Exercise description: When every entry has been read, print each one back exactly.

Given information:
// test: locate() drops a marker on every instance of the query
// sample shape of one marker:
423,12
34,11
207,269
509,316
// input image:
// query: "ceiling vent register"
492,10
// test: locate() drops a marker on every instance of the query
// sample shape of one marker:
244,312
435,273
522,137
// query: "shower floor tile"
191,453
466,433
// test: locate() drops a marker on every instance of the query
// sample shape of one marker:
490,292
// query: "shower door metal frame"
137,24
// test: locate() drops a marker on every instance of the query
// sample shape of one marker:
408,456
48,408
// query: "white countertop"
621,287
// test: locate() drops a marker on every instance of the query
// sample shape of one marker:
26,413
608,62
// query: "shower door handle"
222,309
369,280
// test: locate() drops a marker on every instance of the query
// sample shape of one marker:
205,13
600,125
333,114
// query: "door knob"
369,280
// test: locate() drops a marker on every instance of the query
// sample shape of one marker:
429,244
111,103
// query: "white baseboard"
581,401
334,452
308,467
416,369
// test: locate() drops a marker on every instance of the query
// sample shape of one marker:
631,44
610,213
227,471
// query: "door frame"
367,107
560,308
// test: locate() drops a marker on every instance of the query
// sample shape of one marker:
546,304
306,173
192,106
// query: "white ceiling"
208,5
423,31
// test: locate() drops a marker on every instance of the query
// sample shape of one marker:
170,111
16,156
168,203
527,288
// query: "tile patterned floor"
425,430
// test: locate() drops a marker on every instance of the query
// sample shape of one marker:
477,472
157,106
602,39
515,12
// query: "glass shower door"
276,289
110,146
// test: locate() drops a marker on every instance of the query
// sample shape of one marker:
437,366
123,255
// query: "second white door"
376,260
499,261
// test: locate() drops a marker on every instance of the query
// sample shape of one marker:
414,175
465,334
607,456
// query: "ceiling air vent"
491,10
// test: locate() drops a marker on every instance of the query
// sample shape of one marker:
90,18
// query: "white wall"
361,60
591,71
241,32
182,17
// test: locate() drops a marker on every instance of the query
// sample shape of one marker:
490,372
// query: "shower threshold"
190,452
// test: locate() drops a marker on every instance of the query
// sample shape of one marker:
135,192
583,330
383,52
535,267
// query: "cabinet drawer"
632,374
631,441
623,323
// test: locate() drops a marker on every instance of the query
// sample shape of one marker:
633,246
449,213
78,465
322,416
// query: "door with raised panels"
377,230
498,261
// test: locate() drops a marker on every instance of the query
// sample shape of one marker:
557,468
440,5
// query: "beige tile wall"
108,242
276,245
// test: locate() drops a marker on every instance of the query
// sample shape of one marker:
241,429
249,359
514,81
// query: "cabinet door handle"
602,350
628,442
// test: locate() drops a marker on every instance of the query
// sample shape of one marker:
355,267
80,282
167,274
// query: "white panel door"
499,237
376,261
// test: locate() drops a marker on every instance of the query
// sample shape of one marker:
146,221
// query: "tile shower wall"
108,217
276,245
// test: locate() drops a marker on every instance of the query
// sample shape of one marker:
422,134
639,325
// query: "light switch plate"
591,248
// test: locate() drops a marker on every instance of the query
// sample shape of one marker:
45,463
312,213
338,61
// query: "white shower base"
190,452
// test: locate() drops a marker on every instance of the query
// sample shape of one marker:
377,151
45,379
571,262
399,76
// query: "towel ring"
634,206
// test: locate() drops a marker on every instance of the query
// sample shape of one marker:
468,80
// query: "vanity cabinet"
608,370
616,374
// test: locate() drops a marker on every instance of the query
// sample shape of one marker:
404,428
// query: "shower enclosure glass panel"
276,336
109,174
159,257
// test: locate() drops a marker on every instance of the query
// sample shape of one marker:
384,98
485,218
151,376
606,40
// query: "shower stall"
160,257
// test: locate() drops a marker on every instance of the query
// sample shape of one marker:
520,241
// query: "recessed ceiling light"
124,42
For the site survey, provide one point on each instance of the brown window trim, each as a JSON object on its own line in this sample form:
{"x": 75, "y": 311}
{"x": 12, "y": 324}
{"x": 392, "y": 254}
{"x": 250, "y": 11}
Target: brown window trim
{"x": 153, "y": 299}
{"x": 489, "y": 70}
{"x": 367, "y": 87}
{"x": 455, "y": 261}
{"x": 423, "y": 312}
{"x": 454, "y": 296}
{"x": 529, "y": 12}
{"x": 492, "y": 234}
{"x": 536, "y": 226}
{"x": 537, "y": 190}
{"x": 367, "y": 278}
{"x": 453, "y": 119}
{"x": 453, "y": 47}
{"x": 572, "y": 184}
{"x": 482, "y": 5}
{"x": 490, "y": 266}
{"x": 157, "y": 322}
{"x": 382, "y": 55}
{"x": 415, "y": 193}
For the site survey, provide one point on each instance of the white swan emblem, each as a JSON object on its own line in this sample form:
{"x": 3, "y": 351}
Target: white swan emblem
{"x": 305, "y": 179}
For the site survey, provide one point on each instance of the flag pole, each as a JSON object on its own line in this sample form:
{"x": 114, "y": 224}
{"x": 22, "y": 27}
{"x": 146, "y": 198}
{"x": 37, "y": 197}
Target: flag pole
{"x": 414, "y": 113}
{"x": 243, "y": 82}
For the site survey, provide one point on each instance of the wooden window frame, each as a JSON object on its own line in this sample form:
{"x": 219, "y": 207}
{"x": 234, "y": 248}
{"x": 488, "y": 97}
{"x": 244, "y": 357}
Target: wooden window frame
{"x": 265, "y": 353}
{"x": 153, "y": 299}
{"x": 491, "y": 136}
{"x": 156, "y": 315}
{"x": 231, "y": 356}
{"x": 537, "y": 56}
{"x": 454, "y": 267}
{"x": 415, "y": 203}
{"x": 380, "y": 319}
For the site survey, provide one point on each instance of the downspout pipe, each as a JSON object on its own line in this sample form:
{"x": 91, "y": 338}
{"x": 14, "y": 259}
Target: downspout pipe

Answer space:
// test: locate() drops a marker on every instance of the query
// sample shape of one marker:
423,12
34,11
207,269
509,316
// input image:
// query: "ceiling vent register"
492,10
// test: locate() drops a marker on every instance of the query
// sample shape of one marker:
244,312
435,273
522,137
// query: "shower floor tile"
191,453
466,433
// test: locate() drops a marker on every instance of the query
// sample shape of one marker:
490,292
// query: "shower door metal frame"
137,24
// test: locate() drops a marker on every instance of the query
// sample shape of one marker:
408,456
48,408
// query: "white countertop"
621,287
// test: locate() drops a marker on every instance of the query
// sample shape of one marker:
26,413
608,62
// query: "shower door handle"
222,309
369,280
// test: locate() drops a marker on every instance of the query
// sample shape of one marker:
205,13
600,125
333,114
// query: "door knob"
369,280
// test: locate() drops a marker on every instance of the query
// sample shape of one marker:
429,244
111,103
// query: "white baseboard"
581,401
334,452
308,467
416,369
// test: locate() drops a marker on every instance of the query
// sample shape of one marker:
631,44
610,213
227,471
// query: "door frame"
367,107
560,308
// test: locate() drops a marker on every instance of the query
// sample shape of one marker:
546,304
306,173
192,106
// query: "white ceiling"
208,5
423,31
// test: locate() drops a marker on every instance of the query
// sample shape of one marker:
170,111
16,156
168,203
527,288
// query: "tile patterned floor"
425,430
// test: locate() drops a marker on every instance of the query
// sample shape of one marker:
477,472
157,106
602,39
515,12
// query: "glass shower door"
276,289
110,146
// test: locate() drops a marker on every instance of the query
// sample shape of one marker:
437,366
123,255
// query: "second white door"
376,260
499,261
// test: locate() drops a marker on every instance of the query
// sample shape of one marker:
414,175
465,334
607,456
// query: "ceiling air vent"
491,10
// test: locate() drops a marker on every instance of the query
// sample shape of one marker:
90,18
// query: "white wall"
361,60
591,71
241,32
182,17
// test: locate() drops a marker on every instance of the query
// sample shape of one marker:
490,372
// query: "shower threshold"
190,452
// test: locate() drops a marker on every instance of the query
// sample shape of one marker:
135,192
583,330
383,52
535,267
// query: "cabinet drawer"
632,374
631,441
623,323
// test: locate() drops a marker on every instance of the query
// sample shape of one marker:
633,246
449,213
78,465
322,416
// query: "door with raised panels"
377,230
498,261
// test: locate() drops a marker on every instance of the query
// sample shape of one marker:
557,468
440,5
// query: "beige tile wall"
108,242
276,245
// test: locate() drops a marker on every instance of the query
// sample shape of one marker:
241,429
249,359
514,81
// query: "cabinet door handle"
602,350
628,442
// test: locate() drops a marker on every instance of the query
// sample shape of one marker:
355,267
80,282
167,274
// query: "white panel door"
499,237
376,261
// test: locate() drops a marker on every instance of the query
// sample shape of one marker:
146,221
// query: "tile shower wall"
108,217
276,245
// test: locate() drops a marker on every instance of the query
// sample shape of one marker:
422,134
639,325
// query: "light switch plate"
591,248
// test: locate() drops a marker on every instance of the query
// sample shape of one marker:
45,463
312,213
338,61
// query: "white shower base"
190,452
// test: locate() drops a marker on every instance of the query
// sample shape of one marker:
377,151
45,379
571,262
399,76
// query: "towel ring"
634,206
// test: locate() drops a marker on every instance of the query
// sample shape of one marker:
468,80
// query: "vanity cabinet"
608,370
616,374
// test: locate() drops a marker on every instance of the query
// sample shape of one marker:
404,428
// query: "shower enclosure glass panel"
276,336
109,174
159,257
// test: locate() drops a marker on every instance of the query
// sample shape of one marker:
384,98
485,218
151,376
606,40
// query: "shower stall"
160,257
// test: locate() drops a marker on every instance of the query
// sample shape of one marker:
520,241
// query: "recessed ceiling light"
124,42
For the site survey, provide one point on each instance of the brown window trim, each as a JSON object on its own line in this sample form:
{"x": 75, "y": 311}
{"x": 12, "y": 324}
{"x": 392, "y": 254}
{"x": 250, "y": 11}
Target: brown window trim
{"x": 153, "y": 299}
{"x": 489, "y": 70}
{"x": 367, "y": 87}
{"x": 455, "y": 261}
{"x": 423, "y": 312}
{"x": 454, "y": 296}
{"x": 529, "y": 12}
{"x": 492, "y": 234}
{"x": 536, "y": 226}
{"x": 537, "y": 190}
{"x": 367, "y": 278}
{"x": 453, "y": 119}
{"x": 453, "y": 47}
{"x": 572, "y": 184}
{"x": 482, "y": 5}
{"x": 490, "y": 266}
{"x": 157, "y": 322}
{"x": 382, "y": 55}
{"x": 415, "y": 193}
For the site survey, provide one point on each instance of the white swan emblem, each as a JSON object on its own line in this sample form:
{"x": 3, "y": 351}
Target: white swan emblem
{"x": 305, "y": 179}
For the site survey, provide one point on each instance of the flag pole, each as a JSON object on its own line in this sample form:
{"x": 114, "y": 224}
{"x": 22, "y": 27}
{"x": 146, "y": 198}
{"x": 37, "y": 197}
Target: flag pole
{"x": 414, "y": 113}
{"x": 243, "y": 82}
For the site survey, provide one point on each instance of the wooden window frame, each as a JSON object on its own line in this sample form:
{"x": 219, "y": 207}
{"x": 234, "y": 248}
{"x": 488, "y": 97}
{"x": 244, "y": 357}
Target: wooden window frame
{"x": 265, "y": 353}
{"x": 153, "y": 299}
{"x": 491, "y": 136}
{"x": 156, "y": 315}
{"x": 231, "y": 356}
{"x": 537, "y": 56}
{"x": 454, "y": 267}
{"x": 415, "y": 203}
{"x": 380, "y": 319}
For the site survey, provide one point on each instance of the downspout pipe, each as a JSON object on its own line in this sample form:
{"x": 91, "y": 338}
{"x": 14, "y": 259}
Target: downspout pipe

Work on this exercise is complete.